[Dataset records]
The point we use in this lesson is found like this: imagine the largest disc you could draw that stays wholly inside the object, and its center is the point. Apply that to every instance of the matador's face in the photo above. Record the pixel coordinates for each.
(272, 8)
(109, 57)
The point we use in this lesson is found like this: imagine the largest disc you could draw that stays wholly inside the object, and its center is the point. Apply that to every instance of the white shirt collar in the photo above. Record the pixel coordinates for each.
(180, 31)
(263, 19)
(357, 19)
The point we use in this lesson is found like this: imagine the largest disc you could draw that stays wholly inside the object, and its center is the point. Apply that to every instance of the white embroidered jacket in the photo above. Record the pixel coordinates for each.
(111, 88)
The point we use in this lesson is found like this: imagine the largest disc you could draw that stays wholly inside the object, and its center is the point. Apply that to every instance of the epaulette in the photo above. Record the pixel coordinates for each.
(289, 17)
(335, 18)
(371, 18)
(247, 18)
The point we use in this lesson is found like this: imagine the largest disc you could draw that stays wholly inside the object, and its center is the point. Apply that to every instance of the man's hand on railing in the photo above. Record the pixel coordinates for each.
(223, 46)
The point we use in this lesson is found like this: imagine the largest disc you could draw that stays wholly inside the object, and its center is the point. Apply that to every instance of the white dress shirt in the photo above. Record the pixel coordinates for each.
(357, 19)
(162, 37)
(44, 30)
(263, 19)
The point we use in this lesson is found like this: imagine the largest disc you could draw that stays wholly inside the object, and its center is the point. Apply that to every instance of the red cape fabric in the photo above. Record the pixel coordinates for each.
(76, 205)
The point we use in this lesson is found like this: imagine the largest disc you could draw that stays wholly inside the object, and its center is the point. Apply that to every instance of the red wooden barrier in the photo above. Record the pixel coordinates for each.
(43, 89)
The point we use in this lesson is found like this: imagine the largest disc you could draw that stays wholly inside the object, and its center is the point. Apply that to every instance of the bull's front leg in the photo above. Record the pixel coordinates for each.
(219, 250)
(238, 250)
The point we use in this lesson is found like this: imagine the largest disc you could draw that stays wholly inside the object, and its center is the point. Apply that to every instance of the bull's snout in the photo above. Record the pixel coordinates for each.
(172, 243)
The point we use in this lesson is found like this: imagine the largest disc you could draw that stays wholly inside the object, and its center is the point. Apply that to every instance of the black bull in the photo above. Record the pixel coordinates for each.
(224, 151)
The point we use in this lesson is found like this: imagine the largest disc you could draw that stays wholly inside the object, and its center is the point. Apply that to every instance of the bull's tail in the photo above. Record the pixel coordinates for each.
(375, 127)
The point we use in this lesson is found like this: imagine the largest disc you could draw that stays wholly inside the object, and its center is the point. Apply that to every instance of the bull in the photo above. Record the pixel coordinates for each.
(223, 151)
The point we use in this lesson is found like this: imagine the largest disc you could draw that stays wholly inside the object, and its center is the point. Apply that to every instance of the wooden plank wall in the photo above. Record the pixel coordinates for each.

§ **Task goal**
Looking at the records above, please output exactly the lines that run from the one holding "the bull in" to the final line, and only those.

§ **Result of the task**
The point we use in this lesson is found like this: imagine the largest disc you could draw that stays wholly inside the object, and its center is the point. Apply that to every instance of the bull in the photo above. Record the pixel coordinates for each.
(223, 151)
The point we use in this lesson is found like this: imagine the largest disc you could draw that stays wholly inside the object, and its center is the point. Apply that to every instance of the wooden plank wall in the photo above. Record the pixel coordinates for each.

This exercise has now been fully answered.